### [CONSIGNES]
[A] Répondez brièvement à ces questions sur le texte consacré à l'enregistrement de la scène judiciaire :
(i) Comme quoi le colloque considère-t-il la scène judiciaire ?
(ii) Combien d'heures d'enregistrement ont été versées aux Archives nationales ?
(iii) De quels ordres sont les actes solennels qui composent le rituel judiciaire ?
[B] Prolongez le texte consacré à l'enregistrement de la scène judiciaire à partir de sa dernière phrase.

### [TEXTE FOURNI]
^^^^^^^^^^^^^^^^

Justices manifestes
L’enregistrement de la scène judiciaire (Moyen Âge - Époque moderne)
Published on Tuesday, December 14, 2021
Abstract
Les institutions judiciaires ne gardent pas seulement la trace des crimes et délits, du contentieux et des éventuelles décisions rendues, mais aussi du caractère apparent, ritualisé de la justice. Elles rendent ainsi, en leurs écrits, la justice manifeste. En considérant la scène judiciaire comme une rencontre, ce colloque vise à en envisager le déroulement, les espaces et les acteurs, mais aussi le décor, les paroles, les gestes et les objets ; tous en tant qu’ils sont saisis par l’enregistrement judiciaire. De la réception des magistrats à la prononciation et l’exécution des décisions de justice en passant par le déroulé des audiences, on cherchera à saisir les pratiques d’enregistrement du rituel judiciaire dans sa globalité et dans la diversité des institutions judiciaires médiévales et modernes.
Announcement
Argumentaire
La loi du 11 juillet 1985, promue par le ministre de la Justice Robert Badinter, a rendu possible la captation audiovisuelle des audiences publiques tenues devant les juridictions de l’ordre administratif ou judiciaire. Plus de deux mille heures d’enregistrement, tournées entre 1987 et 2018, ont ainsi été versées aux Archives nationales où elles ont fait l’objet d’une exposition récente « Filmer les procès. Un enjeu social ». Au-delà de l’issue de ces procès, leur enregistrement institutionnalisé donne à voir et met en jeu la scène judiciaire dans sa dimension rituelle et politique.
Les archives des justices médiévales et modernes portent déjà les traces – écrites mais aussi visuelles – de l’exercice ritualisé de la justice. Le rituel judiciaire, compris comme un ensemble d’actes solennels d’ordre verbal, postural et gestuel et dont la fonction sociale est de résorber les divergences, d’administrer les territoires et les hommes, a ainsi fait l’objet de nombreux travaux, notamment sur la prononciation et l’exécution des peines. On sait combien, toutefois, les traces de ces rituels sont d’abord des actes d’écriture. La prise en compte des pouvoirs et des enjeux de l’écrit, souvent mobilisés pour l’étude de l’élaboration des décisions de justice, offre aussi de nouvelles perspectives sur l’appréhension de la scène judiciaire elle-même, et notamment sur les raisons et les modalités de son enregistrement. Les institutions judiciaires ne gardent pas seulement la trace des crimes et délits, du contentieux et des éventuelles décisions rendues, mais aussi du caractère apparent, ritualisé de la justice. Elles rendent ainsi, en leurs écrits, la justice manifeste.

^^^^^^^^^^^^^^^^

### [JEU DE DONNÉES]
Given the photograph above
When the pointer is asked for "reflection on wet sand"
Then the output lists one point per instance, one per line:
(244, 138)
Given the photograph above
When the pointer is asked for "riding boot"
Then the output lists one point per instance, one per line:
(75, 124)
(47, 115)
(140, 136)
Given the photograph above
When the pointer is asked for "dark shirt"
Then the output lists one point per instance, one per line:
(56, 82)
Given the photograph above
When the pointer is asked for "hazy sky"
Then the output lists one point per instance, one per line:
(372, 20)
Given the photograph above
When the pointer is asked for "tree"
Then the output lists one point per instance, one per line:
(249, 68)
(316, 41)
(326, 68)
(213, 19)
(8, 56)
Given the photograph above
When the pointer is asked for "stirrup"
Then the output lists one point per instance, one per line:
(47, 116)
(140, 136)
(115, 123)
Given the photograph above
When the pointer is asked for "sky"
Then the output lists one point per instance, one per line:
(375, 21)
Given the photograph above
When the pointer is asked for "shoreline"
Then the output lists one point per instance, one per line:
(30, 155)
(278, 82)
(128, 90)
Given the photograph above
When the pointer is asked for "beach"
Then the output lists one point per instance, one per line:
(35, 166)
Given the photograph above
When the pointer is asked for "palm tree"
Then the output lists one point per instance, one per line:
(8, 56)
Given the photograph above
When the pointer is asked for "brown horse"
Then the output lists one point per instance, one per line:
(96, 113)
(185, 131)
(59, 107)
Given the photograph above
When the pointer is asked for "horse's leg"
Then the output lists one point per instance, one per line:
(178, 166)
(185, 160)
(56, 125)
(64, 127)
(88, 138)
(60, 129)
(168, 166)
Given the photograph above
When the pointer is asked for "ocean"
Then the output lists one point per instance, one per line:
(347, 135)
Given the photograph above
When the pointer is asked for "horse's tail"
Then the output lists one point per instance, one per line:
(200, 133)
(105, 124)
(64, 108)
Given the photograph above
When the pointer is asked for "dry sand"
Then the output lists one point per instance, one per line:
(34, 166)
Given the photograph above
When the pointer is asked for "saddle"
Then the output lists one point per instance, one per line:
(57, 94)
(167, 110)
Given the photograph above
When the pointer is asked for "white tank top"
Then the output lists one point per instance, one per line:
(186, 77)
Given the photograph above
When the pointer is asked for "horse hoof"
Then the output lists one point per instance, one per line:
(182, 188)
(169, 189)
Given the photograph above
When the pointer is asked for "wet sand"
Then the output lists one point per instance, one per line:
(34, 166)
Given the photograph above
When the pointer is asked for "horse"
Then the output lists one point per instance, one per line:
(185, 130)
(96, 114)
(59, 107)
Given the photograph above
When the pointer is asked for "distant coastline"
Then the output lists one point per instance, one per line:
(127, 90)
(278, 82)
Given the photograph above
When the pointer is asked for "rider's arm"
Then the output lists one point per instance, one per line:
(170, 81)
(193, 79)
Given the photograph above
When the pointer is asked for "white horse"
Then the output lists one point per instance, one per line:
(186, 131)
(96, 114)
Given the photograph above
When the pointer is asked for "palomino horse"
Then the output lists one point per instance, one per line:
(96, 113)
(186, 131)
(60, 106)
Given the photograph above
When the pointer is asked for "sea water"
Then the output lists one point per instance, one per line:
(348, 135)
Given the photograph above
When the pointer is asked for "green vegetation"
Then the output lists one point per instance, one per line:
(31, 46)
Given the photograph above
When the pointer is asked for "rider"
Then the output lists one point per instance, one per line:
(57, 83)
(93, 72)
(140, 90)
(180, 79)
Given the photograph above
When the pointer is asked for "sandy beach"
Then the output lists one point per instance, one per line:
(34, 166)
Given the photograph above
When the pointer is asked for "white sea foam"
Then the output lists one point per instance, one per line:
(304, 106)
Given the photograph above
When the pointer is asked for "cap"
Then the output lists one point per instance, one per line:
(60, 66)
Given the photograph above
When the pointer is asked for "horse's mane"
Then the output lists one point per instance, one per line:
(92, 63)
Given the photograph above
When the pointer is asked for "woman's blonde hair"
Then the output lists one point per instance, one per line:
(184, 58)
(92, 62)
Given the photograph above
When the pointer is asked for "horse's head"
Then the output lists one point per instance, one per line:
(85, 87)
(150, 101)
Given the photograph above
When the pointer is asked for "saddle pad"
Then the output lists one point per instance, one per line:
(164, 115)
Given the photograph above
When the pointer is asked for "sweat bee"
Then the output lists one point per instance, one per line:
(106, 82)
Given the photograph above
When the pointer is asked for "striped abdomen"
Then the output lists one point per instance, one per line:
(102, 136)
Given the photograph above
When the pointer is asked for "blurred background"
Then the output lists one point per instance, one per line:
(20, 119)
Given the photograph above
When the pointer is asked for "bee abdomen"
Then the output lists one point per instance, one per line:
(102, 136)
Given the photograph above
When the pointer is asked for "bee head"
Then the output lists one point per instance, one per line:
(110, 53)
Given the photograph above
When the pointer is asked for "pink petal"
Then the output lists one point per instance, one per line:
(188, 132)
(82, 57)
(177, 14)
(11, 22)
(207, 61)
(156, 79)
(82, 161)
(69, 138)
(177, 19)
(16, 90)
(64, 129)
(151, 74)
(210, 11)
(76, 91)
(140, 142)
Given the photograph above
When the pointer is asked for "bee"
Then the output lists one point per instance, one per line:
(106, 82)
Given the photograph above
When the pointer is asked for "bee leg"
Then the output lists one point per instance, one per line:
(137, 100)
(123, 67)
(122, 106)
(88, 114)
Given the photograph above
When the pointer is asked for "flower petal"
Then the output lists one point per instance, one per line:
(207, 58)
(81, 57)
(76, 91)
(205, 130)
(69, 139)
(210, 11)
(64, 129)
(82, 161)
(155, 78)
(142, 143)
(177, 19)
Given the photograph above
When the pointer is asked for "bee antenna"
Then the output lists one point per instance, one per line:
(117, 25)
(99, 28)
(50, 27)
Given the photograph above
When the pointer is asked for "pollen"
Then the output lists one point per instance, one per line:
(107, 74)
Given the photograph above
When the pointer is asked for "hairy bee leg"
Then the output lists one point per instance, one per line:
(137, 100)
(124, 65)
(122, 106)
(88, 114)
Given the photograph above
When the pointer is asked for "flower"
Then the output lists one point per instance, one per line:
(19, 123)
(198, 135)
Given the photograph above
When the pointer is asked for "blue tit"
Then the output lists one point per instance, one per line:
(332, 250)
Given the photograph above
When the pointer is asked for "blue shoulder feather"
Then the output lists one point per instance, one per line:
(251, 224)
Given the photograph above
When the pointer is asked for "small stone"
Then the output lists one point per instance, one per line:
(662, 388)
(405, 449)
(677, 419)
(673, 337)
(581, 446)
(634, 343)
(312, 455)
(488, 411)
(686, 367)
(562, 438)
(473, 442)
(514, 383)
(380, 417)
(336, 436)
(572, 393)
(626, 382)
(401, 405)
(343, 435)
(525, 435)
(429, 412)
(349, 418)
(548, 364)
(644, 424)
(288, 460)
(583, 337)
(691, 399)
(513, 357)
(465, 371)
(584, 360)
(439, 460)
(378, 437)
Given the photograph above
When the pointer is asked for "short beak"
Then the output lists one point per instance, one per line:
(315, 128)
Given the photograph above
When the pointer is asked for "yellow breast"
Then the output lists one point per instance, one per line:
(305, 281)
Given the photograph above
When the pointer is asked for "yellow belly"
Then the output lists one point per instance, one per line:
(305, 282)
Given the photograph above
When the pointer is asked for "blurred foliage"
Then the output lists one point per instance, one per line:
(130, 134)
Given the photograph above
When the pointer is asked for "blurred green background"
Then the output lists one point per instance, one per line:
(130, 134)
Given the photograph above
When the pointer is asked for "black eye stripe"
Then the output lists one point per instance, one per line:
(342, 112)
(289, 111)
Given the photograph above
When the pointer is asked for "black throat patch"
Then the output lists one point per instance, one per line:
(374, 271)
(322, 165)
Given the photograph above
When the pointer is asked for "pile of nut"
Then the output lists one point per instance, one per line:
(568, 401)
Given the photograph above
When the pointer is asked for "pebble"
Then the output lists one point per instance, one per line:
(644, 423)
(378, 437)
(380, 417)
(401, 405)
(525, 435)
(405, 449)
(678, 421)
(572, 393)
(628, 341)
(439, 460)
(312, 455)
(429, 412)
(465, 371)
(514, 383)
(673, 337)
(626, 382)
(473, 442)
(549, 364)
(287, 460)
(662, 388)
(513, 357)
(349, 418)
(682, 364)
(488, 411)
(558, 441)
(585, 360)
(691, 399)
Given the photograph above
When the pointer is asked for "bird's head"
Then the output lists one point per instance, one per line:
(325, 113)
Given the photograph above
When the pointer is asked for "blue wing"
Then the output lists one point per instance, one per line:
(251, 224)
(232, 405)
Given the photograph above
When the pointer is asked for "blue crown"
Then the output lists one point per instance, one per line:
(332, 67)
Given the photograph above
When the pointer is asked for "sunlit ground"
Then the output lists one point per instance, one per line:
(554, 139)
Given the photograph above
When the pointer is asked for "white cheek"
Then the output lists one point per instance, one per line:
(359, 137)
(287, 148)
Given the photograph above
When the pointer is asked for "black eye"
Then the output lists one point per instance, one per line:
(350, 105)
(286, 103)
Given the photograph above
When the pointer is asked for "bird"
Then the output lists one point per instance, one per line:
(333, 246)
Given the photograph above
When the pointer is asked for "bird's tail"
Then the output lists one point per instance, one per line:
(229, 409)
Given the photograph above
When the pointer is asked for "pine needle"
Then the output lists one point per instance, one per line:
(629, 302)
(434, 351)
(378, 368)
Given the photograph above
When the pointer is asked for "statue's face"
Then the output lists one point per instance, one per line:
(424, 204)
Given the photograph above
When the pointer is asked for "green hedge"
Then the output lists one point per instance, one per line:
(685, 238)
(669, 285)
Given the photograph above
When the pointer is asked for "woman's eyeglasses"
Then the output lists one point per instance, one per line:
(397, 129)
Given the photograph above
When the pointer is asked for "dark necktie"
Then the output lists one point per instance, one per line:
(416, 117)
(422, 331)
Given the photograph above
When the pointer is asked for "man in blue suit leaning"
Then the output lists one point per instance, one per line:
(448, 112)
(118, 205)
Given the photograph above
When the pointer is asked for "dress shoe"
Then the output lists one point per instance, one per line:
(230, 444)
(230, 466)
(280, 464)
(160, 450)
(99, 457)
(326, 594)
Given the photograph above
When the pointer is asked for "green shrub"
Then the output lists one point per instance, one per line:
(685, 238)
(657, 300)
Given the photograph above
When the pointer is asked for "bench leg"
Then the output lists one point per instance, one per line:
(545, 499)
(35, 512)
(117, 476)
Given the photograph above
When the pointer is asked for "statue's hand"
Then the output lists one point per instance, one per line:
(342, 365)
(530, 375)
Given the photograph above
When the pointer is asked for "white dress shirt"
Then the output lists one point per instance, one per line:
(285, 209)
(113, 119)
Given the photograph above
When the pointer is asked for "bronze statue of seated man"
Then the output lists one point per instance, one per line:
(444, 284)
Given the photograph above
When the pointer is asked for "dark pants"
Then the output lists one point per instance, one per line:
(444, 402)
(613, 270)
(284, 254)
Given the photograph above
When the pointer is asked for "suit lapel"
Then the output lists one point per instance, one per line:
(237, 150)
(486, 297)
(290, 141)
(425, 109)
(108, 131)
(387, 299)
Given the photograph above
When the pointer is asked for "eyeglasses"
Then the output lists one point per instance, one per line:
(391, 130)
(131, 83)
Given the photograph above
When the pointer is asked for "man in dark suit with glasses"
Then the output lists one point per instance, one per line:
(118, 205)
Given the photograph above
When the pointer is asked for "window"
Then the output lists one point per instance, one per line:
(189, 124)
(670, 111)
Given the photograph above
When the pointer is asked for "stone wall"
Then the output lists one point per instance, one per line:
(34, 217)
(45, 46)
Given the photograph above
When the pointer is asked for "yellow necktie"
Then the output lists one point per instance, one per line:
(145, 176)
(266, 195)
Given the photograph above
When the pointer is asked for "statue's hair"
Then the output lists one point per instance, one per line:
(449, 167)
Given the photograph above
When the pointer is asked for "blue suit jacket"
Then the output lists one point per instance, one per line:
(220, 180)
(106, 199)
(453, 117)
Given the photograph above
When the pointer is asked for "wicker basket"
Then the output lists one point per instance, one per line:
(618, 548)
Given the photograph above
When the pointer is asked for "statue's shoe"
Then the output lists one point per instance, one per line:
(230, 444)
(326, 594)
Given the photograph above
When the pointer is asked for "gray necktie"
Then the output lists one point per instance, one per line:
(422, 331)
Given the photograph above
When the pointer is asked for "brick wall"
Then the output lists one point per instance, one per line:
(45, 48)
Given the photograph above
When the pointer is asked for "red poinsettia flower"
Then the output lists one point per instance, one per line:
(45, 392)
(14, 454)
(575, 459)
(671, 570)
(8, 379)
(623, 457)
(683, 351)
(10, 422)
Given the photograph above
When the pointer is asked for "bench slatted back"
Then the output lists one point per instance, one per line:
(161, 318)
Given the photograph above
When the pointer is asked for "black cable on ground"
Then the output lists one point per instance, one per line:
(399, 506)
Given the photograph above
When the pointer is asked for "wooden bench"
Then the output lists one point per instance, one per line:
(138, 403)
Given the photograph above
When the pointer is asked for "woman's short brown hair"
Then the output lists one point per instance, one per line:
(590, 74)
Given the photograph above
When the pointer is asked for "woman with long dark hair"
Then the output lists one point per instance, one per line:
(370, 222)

^^^^^^^^^^^^^^^^

### [CORRIGÉS DES EXERCICES]
[A]
(i) Comme une rencontre.
(ii) Plus de deux mille heures.
(iii) D'ordre verbal, postural et gestuel.

[B]
En considérant la scène judiciaire comme une rencontre, il s’agira d’en envisager le déroulement, les espaces et les acteurs, mais aussi le décor, les paroles, les gestes et les objets ; tous en tant qu’ils sont saisis par l’enregistrement judiciaire. De la réception des magistrats à la prononciation et l’exécution des décisions de justice en passant par le déroulé des audiences, on cherchera à saisir les pratiques d’enregistrement du rituel judiciaire dans sa globalité et dans la diversité des institutions judiciaires médiévales et modernes. Les propositions pourront s’inscrire dans un ou plusieurs des axes suivants, qui n’épuisent pas le champ des possibles.
L’objet de l’enregistrement
Un premier axe touche à l’objet même de l’enregistrement. En quoi l’écrit rend-il compte de la scène judiciaire, du lieu dans lequel elle se déroule, de la présence, de l’apparence et de la répartition spatiale des acteurs qui y participent, enfin des gestes effectués et des paroles prononcées ? Quelle place est accordée dans l’enregistrement à tout ce qui participe visuellement de la manifestation de la justice ?
Les motifs de l’enregistrement
Un deuxième axe concerne les raisons mêmes de l’enregistrement du rituel judiciaire. Son apparition ou son évolution sont-elles le fruit d’une décision politique ? L’enregistrement est-il nécessaire à la performativité du rituel judiciaire lui-même ou est-il entrepris à des fins mémorielles ? Dans quelle mesure participe-t-il de la mise en scène de l’institution elle-même ? Ces questions renvoient à celle, cruciale, des destinataires de l’enregistrement. Celui-ci est-il produit à des fins institutionnelles internes ou est-il destiné à être rendu public ?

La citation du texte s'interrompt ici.